> **Excerpt provided**
——————

Maybe you need to update the model file on the https://dataverse.harvard.edu/api/access/datafile/

Maybe the configure files corresponding to pretrained_dir = download_pretrained_model('models_configs') also need a update.

chemlove avatar Jul 10 '21 06:07 chemlove

Sounds good, do you want to contribute and train a new model for it?

kexinhuang12345 avatar Jul 13 '21 14:07 kexinhuang12345

I'd like to have a try. Could you please give me the dataset of BindDB Kd? And what preproccess or data cleaning is needed before I start the train? Subsequent help may be needed since I am a complete newbie for ML :)

chemlove avatar Jul 14 '21 03:07 chemlove

Sounds good, it should be the one in the https://github.com/kexinhuang12345/DeepPurpose/blob/master/DEMO/Transformer%2BCNN_BindingDB.ipynb

simply replacing the model and parameter should be good

kexinhuang12345 avatar Jul 27 '21 02:07 kexinhuang12345

Thank you for your fruitful discussion and big thank-you to the developers of this library. My question is: In the latest release od DeepPurpose, was the MPNN_CNN model corrected and it works fine now?

Jameel9 avatar Sep 09 '22 04:09 Jameel9

——————

> **Listed records**
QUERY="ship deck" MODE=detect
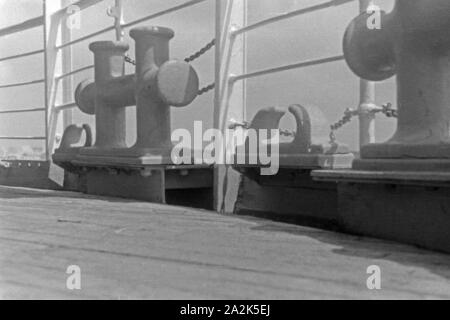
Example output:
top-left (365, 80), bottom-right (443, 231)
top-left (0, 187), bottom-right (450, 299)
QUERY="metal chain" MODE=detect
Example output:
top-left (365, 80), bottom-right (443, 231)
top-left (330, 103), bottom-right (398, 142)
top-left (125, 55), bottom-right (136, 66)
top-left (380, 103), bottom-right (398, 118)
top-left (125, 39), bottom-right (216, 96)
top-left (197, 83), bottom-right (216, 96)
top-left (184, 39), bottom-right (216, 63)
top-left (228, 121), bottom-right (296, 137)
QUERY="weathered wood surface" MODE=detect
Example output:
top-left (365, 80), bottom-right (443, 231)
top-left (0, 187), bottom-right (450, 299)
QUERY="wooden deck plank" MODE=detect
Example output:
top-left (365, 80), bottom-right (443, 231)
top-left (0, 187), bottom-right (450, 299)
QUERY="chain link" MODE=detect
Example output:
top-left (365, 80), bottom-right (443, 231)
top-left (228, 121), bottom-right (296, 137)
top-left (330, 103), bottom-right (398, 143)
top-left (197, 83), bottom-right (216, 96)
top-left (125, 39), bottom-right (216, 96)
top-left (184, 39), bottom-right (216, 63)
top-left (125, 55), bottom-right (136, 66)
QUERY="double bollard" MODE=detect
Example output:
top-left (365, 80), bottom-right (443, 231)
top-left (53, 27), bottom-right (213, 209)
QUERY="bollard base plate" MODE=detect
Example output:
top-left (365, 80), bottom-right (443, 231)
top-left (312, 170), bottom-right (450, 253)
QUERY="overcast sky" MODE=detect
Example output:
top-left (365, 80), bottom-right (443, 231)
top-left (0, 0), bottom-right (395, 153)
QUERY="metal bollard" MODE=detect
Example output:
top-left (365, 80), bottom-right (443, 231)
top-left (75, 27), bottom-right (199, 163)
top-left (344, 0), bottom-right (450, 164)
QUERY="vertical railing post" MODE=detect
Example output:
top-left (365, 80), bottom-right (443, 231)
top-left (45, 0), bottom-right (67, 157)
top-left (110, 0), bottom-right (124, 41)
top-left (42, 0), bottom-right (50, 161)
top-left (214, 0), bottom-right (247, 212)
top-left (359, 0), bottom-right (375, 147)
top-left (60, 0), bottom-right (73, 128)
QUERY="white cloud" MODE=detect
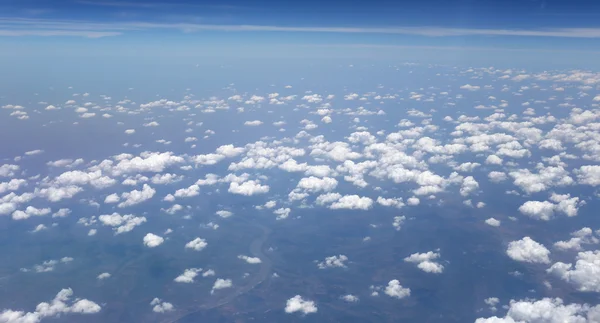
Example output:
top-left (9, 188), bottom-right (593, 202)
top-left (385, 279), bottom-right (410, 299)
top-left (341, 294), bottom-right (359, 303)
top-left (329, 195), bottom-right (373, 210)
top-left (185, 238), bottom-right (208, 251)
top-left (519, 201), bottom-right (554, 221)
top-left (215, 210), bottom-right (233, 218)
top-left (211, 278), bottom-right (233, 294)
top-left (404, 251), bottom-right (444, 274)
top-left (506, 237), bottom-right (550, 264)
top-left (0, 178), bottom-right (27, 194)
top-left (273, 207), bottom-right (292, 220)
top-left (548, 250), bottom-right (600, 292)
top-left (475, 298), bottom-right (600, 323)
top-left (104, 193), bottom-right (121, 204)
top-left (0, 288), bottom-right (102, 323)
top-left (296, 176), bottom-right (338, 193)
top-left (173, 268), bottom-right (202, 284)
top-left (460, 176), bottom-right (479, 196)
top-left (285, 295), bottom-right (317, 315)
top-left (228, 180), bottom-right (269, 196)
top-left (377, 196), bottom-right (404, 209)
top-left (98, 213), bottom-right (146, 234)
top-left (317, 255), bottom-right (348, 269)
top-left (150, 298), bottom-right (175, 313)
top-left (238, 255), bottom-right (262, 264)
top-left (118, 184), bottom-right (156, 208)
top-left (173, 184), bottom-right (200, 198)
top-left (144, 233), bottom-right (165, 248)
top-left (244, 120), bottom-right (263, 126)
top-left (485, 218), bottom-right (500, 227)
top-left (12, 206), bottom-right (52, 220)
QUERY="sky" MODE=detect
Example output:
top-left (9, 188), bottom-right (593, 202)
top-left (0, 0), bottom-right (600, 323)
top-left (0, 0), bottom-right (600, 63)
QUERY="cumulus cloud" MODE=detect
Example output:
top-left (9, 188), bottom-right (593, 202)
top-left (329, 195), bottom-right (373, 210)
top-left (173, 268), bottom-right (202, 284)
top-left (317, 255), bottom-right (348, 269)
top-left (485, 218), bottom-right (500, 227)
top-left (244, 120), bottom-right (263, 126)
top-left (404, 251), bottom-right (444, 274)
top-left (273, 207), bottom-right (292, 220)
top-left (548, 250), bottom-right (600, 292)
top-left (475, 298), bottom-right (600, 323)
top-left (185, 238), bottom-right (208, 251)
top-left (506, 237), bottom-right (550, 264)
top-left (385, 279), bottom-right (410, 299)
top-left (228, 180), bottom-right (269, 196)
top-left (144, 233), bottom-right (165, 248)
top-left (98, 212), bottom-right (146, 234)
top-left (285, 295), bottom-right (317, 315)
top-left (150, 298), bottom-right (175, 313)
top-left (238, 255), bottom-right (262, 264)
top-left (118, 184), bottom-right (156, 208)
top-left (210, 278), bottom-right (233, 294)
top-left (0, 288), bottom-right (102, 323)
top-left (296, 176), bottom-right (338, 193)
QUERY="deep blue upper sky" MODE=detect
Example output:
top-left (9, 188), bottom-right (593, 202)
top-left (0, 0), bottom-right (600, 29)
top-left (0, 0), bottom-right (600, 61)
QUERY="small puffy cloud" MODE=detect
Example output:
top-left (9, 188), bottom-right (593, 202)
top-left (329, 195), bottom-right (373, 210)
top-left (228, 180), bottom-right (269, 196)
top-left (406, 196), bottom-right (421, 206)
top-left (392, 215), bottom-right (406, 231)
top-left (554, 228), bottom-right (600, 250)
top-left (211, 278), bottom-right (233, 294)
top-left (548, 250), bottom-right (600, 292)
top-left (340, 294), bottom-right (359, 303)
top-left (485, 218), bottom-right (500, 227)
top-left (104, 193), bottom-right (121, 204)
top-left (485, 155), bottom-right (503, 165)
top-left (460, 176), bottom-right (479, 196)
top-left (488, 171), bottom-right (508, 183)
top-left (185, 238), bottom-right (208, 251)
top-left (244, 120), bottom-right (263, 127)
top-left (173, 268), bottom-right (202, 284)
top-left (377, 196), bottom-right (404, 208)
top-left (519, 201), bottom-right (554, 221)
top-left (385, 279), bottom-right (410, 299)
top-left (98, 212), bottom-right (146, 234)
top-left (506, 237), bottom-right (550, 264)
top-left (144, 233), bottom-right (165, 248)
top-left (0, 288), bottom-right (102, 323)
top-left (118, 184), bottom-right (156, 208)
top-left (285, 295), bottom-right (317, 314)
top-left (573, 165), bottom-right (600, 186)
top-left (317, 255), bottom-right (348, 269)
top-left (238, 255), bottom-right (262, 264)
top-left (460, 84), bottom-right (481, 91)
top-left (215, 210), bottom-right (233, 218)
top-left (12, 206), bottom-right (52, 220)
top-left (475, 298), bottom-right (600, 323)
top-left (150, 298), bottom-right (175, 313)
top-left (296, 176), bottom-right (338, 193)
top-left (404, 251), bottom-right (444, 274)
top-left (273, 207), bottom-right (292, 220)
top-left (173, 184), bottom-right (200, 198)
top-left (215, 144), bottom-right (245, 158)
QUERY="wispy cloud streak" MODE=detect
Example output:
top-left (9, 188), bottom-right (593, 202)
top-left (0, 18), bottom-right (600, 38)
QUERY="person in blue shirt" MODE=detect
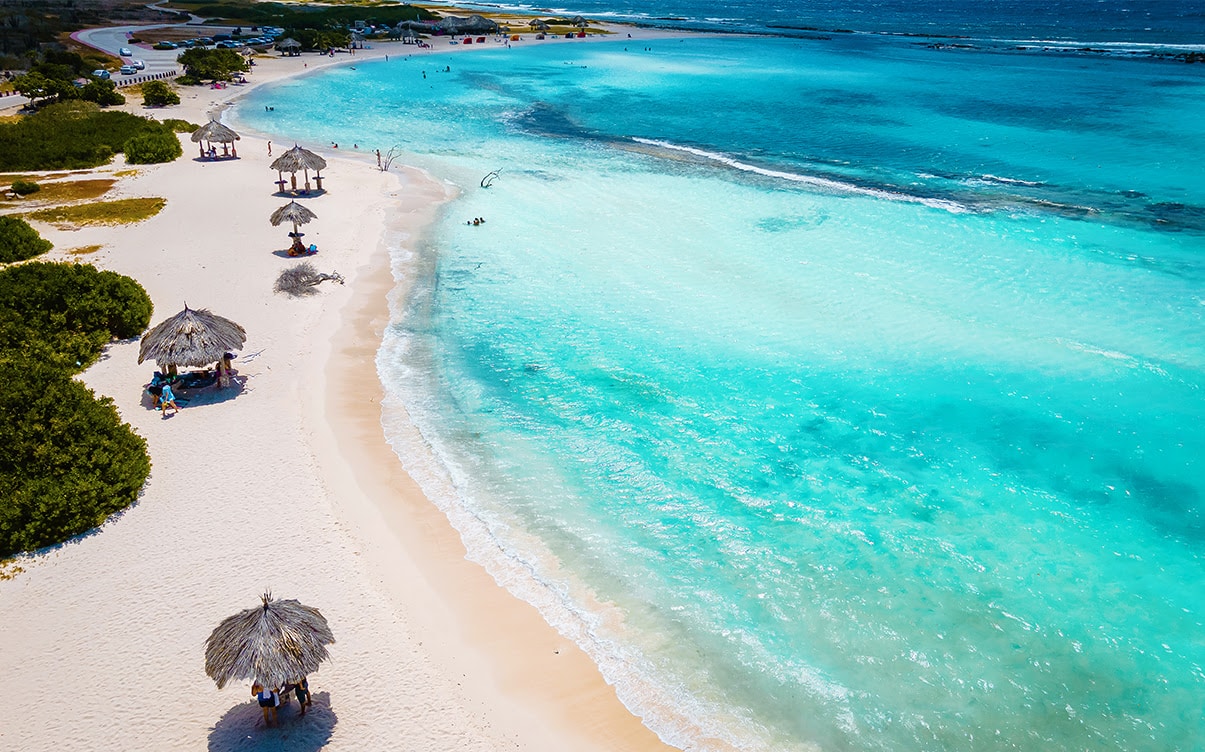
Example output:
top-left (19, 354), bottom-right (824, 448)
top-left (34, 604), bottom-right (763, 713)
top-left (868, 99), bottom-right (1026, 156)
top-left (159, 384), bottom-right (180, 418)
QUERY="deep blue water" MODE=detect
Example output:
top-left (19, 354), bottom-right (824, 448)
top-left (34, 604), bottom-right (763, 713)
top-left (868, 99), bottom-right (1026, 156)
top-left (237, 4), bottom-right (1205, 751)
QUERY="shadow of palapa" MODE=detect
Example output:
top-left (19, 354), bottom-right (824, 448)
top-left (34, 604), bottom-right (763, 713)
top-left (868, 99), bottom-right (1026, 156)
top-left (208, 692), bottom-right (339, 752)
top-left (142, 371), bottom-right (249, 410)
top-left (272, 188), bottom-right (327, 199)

——————

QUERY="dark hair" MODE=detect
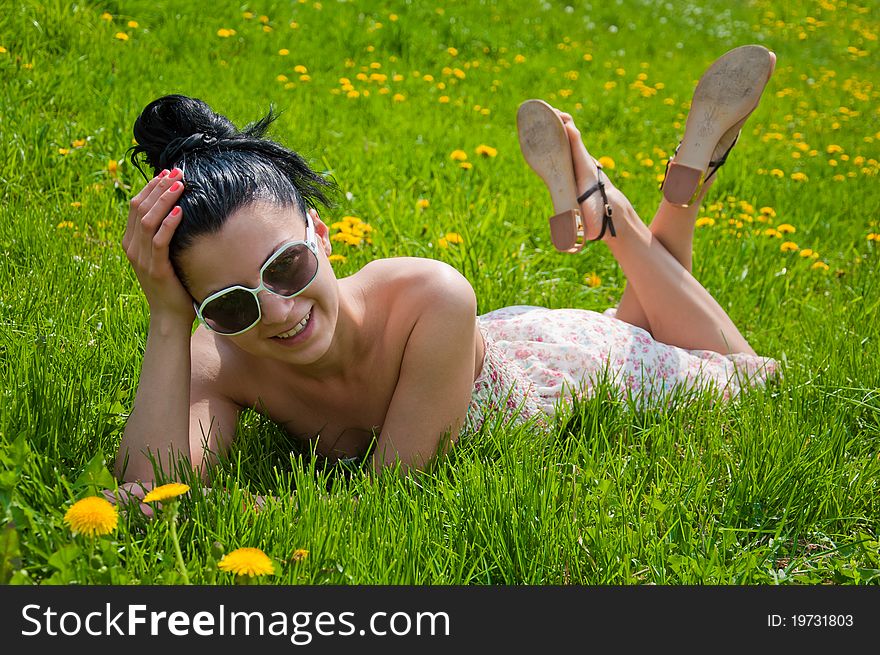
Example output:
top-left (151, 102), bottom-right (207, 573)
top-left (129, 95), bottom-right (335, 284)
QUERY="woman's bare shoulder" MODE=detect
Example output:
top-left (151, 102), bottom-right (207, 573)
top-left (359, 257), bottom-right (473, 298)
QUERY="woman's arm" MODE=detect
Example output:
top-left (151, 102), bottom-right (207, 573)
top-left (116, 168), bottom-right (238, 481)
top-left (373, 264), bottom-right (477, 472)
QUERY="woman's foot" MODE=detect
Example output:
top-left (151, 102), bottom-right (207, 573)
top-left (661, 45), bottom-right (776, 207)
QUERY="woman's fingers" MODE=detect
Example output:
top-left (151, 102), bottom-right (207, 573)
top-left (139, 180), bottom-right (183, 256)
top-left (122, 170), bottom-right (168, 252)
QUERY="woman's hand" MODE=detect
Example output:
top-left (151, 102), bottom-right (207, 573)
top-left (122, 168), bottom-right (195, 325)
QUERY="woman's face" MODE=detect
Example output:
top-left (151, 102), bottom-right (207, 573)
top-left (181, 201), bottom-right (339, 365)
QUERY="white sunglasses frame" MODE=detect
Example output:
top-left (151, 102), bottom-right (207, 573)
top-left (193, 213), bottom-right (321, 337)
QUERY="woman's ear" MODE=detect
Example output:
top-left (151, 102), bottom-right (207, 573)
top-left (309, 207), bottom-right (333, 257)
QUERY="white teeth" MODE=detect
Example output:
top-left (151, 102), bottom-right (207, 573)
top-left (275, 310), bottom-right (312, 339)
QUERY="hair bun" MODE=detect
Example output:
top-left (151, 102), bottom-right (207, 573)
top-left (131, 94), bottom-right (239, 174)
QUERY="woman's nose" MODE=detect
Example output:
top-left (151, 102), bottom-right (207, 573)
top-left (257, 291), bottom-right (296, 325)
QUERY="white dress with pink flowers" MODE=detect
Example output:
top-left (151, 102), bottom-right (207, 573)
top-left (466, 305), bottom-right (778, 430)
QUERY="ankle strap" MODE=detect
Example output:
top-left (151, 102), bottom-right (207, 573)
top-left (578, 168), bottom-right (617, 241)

——————

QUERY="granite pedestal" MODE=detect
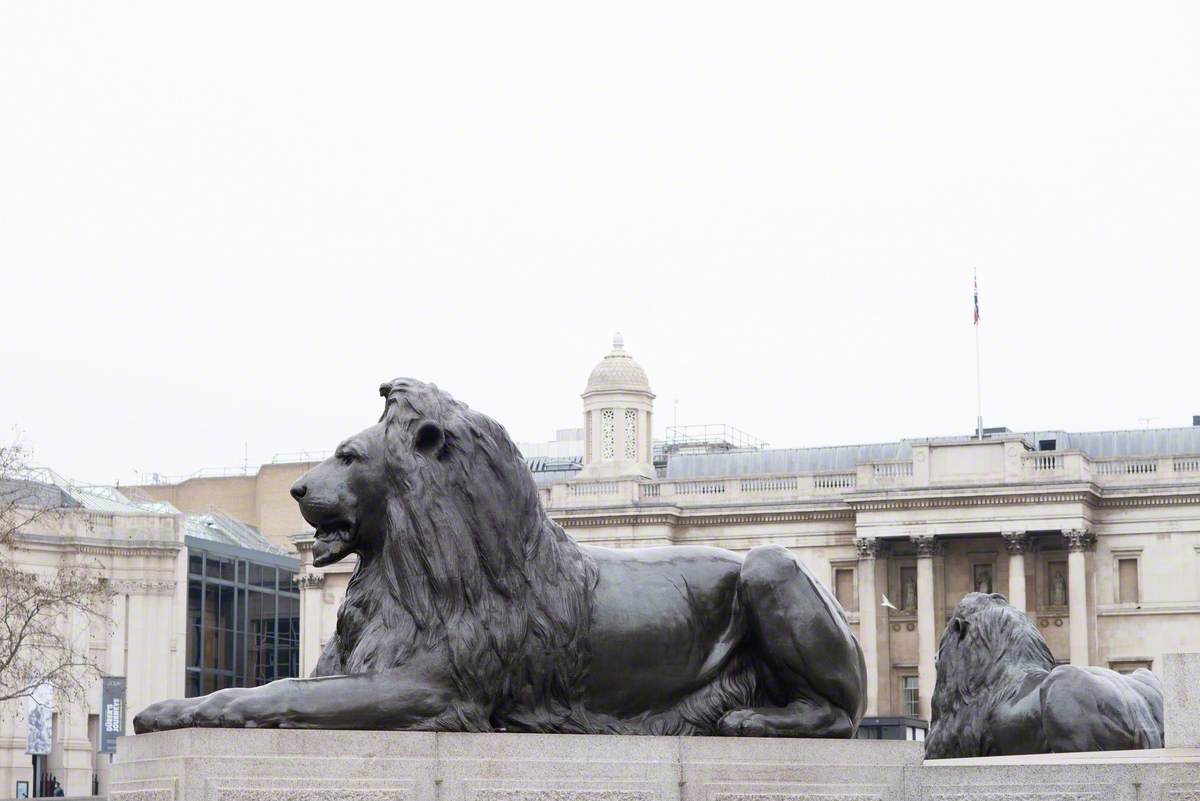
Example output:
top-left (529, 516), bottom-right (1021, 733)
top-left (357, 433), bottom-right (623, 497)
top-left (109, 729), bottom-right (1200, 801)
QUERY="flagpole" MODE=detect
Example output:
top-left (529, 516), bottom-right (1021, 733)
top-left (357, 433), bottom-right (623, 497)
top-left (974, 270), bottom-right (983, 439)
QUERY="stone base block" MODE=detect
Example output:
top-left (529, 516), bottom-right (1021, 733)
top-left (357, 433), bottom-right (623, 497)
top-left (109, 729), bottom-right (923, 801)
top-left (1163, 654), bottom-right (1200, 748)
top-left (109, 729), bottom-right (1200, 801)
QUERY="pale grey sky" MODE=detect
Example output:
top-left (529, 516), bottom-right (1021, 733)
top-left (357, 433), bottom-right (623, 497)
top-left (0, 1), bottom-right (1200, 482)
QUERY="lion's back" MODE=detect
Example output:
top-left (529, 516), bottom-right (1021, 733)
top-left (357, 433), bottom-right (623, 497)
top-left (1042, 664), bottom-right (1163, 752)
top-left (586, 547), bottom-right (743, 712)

——————

> **Problem requirements**
Can you quote the forum thread word for word, from "chemlove avatar Jul 14" to "works fine now?"?

> **Task solution**
chemlove avatar Jul 14 '21 03:07 chemlove

Sounds good, it should be the one in the https://github.com/kexinhuang12345/DeepPurpose/blob/master/DEMO/Transformer%2BCNN_BindingDB.ipynb

simply replacing the model and parameter should be good

kexinhuang12345 avatar Jul 27 '21 02:07 kexinhuang12345

Thank you for your fruitful discussion and big thank-you to the developers of this library. My question is: In the latest release od DeepPurpose, was the MPNN_CNN model corrected and it works fine now?